SET TASK
Everything from the line with "Please give the outline of every instance of the **black" to the end of the data should be restated word for word, and nothing before it.

(Stored entries)
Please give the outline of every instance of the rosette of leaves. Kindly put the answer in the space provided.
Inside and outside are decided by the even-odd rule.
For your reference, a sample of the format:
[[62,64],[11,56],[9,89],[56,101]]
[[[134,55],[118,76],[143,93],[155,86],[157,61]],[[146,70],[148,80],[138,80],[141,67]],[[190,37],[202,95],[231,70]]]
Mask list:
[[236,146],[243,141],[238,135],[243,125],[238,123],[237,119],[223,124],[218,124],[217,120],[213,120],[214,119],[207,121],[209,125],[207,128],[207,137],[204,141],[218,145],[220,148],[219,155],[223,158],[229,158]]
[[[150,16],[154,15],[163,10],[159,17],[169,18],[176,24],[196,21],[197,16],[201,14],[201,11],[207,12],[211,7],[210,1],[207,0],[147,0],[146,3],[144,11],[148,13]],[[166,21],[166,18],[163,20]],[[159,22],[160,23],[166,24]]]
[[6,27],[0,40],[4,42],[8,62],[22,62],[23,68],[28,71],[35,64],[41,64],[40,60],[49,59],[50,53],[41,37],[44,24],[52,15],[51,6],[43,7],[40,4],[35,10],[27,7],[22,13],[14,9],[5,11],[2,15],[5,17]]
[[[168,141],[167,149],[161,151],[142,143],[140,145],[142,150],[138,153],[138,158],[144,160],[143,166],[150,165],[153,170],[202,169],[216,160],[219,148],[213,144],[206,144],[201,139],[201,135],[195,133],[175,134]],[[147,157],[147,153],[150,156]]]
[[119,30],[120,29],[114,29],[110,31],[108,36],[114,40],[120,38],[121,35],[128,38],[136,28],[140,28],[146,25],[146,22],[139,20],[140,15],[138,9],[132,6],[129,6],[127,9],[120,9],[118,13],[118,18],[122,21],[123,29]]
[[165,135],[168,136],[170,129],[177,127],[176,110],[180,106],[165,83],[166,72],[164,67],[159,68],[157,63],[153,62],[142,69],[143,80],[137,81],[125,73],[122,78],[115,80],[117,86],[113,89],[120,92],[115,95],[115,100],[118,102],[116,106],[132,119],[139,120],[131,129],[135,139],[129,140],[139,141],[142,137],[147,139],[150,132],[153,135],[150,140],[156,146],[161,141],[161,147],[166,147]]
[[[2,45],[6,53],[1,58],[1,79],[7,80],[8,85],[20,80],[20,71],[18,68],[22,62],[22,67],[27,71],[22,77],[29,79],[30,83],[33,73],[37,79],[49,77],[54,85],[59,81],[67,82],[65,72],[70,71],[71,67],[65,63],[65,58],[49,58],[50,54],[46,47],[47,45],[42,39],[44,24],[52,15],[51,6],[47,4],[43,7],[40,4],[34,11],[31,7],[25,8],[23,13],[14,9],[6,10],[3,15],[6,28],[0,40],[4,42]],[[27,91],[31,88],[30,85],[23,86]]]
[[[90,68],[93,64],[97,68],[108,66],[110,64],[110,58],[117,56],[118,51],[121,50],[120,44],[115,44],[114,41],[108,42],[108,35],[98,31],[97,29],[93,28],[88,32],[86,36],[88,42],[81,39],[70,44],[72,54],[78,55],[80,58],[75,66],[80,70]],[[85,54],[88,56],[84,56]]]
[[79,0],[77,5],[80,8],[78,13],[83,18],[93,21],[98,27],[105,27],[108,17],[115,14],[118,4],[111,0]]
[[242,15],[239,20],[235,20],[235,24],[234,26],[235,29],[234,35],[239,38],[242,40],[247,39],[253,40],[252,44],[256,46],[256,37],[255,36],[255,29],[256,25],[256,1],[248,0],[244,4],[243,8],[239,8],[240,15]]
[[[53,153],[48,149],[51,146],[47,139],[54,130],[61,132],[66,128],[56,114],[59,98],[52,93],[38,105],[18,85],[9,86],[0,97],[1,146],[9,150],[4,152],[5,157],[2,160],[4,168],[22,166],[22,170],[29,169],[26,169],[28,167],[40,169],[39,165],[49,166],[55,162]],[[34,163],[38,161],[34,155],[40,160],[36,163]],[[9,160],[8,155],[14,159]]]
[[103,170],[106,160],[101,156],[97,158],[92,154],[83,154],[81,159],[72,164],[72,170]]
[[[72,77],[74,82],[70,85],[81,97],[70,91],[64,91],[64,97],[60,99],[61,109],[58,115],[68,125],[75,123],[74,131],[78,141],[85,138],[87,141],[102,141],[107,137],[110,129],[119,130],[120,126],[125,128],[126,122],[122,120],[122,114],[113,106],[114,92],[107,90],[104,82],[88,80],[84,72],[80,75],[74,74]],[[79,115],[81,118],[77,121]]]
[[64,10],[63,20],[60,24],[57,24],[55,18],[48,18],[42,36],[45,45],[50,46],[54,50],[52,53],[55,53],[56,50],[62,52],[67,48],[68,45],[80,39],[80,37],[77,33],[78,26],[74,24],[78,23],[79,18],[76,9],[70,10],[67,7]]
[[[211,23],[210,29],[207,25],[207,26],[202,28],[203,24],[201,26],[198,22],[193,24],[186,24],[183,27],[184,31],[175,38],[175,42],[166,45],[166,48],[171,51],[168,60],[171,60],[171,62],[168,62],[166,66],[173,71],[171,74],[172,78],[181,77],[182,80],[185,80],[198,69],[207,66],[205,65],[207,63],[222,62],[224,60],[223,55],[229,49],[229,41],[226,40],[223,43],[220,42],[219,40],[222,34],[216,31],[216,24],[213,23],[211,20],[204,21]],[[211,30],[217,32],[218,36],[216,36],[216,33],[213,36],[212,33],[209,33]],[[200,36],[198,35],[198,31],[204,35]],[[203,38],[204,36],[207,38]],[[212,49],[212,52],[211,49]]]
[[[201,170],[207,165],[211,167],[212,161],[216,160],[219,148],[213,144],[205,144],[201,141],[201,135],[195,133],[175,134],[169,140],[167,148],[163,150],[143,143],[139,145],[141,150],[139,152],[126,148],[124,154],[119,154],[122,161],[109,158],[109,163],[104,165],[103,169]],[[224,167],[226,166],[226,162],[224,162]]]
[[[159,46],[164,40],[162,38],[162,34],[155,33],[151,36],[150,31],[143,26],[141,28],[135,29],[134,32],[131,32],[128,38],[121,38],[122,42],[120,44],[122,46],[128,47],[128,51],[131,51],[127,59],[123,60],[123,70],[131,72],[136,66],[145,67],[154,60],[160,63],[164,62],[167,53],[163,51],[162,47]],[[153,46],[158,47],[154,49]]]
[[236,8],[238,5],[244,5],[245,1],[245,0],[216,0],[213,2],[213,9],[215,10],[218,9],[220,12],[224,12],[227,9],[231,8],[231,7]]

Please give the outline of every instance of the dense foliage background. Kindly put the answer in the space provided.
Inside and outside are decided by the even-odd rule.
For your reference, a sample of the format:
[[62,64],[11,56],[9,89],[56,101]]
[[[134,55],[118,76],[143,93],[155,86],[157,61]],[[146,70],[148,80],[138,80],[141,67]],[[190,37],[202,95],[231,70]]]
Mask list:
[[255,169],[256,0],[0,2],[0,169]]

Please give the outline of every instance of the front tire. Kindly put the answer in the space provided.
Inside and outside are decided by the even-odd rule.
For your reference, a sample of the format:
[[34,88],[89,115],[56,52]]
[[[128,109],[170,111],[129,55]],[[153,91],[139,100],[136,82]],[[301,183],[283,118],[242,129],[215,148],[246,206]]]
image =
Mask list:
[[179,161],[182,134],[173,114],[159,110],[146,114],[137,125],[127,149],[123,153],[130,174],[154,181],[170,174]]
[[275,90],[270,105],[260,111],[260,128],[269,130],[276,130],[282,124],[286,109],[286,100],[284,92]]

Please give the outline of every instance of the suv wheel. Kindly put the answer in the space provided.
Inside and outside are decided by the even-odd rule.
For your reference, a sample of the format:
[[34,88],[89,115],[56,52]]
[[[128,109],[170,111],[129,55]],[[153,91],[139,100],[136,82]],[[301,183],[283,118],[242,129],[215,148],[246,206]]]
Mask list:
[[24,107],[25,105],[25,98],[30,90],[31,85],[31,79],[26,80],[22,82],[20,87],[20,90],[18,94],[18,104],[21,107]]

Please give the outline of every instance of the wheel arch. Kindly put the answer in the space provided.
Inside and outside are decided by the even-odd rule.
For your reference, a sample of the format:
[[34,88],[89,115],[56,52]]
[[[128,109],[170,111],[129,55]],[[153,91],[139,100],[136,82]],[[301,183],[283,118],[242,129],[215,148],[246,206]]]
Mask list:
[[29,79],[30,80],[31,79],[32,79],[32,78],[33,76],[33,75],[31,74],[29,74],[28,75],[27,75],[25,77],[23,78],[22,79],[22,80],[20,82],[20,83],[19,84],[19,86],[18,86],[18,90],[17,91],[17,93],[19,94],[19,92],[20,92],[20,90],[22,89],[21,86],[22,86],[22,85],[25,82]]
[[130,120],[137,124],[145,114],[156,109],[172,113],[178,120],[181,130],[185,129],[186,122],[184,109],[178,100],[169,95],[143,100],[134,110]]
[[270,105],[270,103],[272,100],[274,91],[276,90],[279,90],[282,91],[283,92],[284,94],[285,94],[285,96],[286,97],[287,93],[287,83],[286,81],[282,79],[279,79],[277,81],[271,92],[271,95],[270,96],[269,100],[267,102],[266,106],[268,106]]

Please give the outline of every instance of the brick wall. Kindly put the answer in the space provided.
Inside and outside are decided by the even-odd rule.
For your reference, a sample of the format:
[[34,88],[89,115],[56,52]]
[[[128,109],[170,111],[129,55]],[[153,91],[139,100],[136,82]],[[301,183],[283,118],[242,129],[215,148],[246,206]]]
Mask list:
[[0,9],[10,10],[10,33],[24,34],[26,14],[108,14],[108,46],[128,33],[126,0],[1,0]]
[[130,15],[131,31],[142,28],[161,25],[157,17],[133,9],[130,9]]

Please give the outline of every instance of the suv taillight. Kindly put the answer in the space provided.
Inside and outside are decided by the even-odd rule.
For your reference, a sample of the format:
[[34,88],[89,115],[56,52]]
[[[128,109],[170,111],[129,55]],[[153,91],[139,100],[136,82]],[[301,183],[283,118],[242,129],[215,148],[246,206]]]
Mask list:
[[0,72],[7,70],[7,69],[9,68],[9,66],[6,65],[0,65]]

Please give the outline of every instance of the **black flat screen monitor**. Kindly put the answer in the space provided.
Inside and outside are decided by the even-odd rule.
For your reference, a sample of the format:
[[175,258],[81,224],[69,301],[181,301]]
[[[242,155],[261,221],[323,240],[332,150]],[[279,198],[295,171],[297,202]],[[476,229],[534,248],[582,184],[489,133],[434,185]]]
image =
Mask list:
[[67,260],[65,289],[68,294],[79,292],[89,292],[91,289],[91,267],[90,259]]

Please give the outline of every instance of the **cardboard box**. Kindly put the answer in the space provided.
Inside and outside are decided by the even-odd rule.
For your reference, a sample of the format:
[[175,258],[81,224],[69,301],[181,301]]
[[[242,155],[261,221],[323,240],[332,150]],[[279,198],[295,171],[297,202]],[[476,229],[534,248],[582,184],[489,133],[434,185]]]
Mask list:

FINISHED ANSWER
Please give the outline of every instance of the **black flat screen monitor**. Kindly put the answer in the space provided.
Inside and outside are decided by the even-odd rule.
For your reference, a sample of the format:
[[175,258],[81,224],[69,301],[181,301]]
[[[242,155],[261,221],[323,240],[332,150]],[[279,198],[295,171],[297,202]],[[476,229],[534,248],[582,184],[489,133],[434,185]]]
image =
Mask list:
[[67,260],[65,289],[68,294],[79,292],[89,292],[91,289],[91,267],[90,259]]

Please give the outline of every instance of the **cardboard box**. Kindly put the answer in the space provided.
Inside and outside are decided by the even-odd rule.
For your reference, a sample of the format:
[[175,258],[81,224],[69,301],[181,301]]
[[[242,155],[261,221],[323,240],[332,150]],[[279,198],[295,171],[297,202]],[[476,229],[534,248],[582,184],[489,133],[434,185]]]
Mask list:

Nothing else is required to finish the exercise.